Exercise task A: Translate this sentence from the forum post about glass surfing into Spanish: "I drip-acclimated him over 2 and a half hours."

Quoted text:
# Glass surfing questions



## dannifluff (Jul 5, 2015)

So my new Betta Heathcliff seems to be doing well, other than a fair bit of glass surfing, and I just have a few questions about this.

Obviously, he's been from a jar in Thailand, to an airplane shipping box, to a transhipper's quarantine tank, to a postal shipping box, and then into my 7g glass planted cube within the space of a week. I understand that he will be a bit perturbed by this, and all things considering he is a very healthy colour and there's no sign of fin biting or lethargy.

But he has largely been going back and forth along the glass sides of his tank since he discovered them yesterday, apart from last night when he slept in the floating plants once the lights went off.

Here is the tank... those floating plants form a layer across the whole surface to break up the light, plus there's some duckweed and salvinia minima too:









As you can see I've done my best to plant it up for him. I cycled the tank before he came, parameters are ammonia 0, nitrites 0, nitrates between 5-10ppm, pH 8.0, temp 80F. I added stress coat the morning before he arrived. I recently did a hardness test on both my tap and tank water and it was crazily high, but there doesn't seem much I can do about that. I drip-acclimated him over 2 and a half hours. There isn't any sign of darting/rubbing that would give me concern about parasites, although he's attempted to attack the glass once or twice, so I think it's a reflection issue. I have added some indian almond leaves in there but the tannins aren't as pronounced as in Arthur's tank, since I only added them last week.

Exercise task B: Transcribe the stretch of the records below from the line containing "In the photo above, where can the metal" through the end of the records.

Excerpted data:
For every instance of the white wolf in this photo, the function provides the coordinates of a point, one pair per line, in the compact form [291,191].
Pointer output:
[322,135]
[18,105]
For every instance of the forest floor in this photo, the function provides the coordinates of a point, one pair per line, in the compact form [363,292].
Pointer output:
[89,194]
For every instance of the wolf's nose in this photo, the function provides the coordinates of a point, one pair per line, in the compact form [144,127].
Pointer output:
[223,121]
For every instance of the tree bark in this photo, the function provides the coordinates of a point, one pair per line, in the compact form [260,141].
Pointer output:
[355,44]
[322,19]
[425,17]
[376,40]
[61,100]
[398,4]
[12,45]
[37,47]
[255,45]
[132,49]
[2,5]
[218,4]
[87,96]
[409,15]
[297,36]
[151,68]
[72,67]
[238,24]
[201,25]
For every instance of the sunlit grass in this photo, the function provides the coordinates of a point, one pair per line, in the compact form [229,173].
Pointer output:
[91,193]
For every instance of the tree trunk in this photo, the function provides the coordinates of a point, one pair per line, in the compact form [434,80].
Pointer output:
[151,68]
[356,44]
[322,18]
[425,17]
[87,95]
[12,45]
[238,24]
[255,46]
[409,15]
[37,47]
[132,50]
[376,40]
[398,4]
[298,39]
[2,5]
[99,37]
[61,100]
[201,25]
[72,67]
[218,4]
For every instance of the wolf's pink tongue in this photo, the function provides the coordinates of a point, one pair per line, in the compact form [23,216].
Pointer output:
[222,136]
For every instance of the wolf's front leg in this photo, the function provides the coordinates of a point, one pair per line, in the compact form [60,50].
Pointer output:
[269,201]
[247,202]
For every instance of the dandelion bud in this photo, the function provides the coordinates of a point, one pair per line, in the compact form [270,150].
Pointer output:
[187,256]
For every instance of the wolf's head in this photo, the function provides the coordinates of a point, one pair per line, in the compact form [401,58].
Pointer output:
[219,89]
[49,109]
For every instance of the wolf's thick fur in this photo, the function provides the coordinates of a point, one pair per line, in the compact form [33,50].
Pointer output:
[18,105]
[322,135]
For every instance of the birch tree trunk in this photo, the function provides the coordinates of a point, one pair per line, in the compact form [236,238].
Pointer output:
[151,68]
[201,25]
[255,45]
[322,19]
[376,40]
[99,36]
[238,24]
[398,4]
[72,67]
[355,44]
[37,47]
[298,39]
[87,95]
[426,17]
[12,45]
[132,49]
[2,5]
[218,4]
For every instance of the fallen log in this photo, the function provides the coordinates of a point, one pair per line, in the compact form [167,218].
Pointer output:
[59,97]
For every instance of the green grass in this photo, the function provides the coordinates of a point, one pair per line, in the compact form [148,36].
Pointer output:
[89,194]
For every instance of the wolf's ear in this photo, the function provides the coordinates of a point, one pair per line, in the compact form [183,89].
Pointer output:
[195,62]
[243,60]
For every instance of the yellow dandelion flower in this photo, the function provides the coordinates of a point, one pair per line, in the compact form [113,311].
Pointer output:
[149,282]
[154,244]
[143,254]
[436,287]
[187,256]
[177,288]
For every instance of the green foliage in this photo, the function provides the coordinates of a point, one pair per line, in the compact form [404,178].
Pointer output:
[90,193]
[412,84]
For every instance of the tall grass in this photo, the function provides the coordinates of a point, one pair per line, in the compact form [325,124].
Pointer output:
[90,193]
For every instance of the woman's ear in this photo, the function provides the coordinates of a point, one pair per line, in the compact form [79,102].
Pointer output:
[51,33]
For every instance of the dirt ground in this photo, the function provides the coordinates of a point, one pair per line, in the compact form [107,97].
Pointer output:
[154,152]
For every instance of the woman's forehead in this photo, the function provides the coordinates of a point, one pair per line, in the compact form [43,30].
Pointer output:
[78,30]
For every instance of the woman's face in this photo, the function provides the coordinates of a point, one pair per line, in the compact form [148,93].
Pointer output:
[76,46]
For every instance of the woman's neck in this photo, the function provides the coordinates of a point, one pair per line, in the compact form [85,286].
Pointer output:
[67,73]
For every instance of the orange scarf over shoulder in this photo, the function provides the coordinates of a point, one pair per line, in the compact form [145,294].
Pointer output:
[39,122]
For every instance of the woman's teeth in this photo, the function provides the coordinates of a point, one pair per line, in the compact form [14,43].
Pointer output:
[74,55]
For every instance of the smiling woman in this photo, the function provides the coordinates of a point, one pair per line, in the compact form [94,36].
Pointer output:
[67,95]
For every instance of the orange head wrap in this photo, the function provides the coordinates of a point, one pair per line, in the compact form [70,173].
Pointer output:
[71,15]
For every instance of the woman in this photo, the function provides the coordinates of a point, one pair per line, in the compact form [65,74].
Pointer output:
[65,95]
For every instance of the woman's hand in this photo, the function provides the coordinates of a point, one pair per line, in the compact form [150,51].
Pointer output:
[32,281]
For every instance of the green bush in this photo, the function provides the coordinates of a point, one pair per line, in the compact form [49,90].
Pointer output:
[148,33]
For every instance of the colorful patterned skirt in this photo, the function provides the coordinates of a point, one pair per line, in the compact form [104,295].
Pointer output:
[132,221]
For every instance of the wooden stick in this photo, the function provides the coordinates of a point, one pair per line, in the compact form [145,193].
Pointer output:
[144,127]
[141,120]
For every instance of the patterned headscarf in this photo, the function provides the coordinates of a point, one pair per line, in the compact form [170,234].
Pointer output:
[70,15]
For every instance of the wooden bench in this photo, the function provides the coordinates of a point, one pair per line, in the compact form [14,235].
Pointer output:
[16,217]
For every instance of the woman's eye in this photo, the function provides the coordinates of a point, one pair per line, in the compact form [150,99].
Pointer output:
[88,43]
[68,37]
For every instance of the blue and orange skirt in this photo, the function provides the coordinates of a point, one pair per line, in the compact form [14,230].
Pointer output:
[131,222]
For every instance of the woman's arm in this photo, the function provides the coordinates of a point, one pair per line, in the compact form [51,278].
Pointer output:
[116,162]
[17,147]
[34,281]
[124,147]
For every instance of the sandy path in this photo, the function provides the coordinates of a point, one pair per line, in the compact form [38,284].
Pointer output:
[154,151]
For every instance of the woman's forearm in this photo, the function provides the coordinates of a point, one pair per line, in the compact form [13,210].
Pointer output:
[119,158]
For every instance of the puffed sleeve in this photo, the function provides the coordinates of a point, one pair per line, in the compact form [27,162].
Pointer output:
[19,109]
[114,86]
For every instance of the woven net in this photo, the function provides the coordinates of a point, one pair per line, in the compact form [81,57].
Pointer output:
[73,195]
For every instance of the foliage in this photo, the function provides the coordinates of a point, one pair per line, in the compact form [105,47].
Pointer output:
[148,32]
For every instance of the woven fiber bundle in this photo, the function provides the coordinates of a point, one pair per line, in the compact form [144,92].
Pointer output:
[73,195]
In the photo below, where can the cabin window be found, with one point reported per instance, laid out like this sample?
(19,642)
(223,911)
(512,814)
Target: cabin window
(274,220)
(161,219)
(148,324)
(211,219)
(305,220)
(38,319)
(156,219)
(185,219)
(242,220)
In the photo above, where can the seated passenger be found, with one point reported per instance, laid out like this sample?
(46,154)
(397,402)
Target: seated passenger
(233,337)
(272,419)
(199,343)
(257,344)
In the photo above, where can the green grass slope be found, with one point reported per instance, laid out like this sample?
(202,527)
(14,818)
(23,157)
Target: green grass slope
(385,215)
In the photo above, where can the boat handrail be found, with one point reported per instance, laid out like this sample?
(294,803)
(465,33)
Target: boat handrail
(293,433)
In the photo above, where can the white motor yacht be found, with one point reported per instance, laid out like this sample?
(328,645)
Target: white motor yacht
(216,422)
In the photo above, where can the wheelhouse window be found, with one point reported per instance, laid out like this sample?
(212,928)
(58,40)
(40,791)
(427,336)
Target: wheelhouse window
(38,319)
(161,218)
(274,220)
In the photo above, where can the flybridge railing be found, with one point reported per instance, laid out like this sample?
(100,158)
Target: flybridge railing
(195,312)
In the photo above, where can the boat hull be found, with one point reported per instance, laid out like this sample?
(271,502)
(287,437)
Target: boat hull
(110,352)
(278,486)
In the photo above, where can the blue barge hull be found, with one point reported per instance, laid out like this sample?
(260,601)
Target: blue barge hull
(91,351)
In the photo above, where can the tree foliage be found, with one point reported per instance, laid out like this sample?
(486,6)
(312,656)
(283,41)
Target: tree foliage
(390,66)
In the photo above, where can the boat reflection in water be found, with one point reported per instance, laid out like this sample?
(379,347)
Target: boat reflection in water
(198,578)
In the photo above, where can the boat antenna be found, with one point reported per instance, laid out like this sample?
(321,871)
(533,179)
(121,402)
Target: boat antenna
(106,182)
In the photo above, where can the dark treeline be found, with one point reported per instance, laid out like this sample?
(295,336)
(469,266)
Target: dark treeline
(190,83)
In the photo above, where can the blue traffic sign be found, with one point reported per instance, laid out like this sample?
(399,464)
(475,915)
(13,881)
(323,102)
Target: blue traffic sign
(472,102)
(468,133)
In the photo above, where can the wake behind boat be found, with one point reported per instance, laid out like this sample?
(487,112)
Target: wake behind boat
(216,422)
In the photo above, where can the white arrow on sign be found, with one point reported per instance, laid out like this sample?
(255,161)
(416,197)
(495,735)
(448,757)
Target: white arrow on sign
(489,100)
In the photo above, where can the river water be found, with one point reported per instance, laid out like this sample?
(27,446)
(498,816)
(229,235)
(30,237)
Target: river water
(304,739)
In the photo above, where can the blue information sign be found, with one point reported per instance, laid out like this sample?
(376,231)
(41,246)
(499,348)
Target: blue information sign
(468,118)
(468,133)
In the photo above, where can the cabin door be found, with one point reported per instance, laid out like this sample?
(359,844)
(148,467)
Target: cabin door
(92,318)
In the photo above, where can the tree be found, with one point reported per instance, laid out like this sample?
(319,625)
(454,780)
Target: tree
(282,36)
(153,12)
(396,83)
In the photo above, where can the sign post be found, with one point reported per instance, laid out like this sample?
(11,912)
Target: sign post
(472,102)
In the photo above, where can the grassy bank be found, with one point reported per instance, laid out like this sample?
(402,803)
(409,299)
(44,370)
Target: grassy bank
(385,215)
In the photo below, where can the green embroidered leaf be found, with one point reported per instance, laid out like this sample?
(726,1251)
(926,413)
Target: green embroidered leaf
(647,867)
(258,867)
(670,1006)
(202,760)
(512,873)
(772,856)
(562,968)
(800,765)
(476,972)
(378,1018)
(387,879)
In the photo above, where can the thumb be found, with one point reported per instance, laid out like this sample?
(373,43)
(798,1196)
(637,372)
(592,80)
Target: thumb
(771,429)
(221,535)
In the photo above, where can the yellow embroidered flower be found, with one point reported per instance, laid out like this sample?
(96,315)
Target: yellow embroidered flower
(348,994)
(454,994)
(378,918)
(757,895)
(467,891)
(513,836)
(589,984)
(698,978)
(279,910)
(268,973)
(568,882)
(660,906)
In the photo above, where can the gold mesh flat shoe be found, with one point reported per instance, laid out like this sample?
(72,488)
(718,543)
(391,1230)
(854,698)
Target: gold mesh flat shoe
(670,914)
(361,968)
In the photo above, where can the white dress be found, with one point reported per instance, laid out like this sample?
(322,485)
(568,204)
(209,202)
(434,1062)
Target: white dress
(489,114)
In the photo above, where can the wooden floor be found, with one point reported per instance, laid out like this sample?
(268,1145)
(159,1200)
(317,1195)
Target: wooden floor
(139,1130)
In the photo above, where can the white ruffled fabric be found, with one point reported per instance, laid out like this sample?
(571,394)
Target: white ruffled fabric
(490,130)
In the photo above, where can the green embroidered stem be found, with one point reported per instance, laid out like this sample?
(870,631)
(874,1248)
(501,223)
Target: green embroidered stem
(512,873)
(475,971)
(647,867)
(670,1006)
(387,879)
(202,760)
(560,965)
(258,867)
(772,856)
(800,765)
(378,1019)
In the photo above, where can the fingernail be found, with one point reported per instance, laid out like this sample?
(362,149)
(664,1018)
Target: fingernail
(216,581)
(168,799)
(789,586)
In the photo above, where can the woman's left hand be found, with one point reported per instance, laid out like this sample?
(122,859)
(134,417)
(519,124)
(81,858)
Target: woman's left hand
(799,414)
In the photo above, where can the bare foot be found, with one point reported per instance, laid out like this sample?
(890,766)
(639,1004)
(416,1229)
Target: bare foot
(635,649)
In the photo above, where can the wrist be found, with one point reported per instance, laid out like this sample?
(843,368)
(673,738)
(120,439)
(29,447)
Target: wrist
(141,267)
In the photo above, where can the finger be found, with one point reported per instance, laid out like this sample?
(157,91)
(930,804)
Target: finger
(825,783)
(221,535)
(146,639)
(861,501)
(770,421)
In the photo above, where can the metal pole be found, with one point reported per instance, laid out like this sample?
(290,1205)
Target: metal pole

Task solution A: Lo aclimaté por goteo durante 2 horas y media.

Task solution B:
In the photo above, where can the metal pole be found, with one point reported per instance, laid out like this sample?
(290,1205)
Target: metal pole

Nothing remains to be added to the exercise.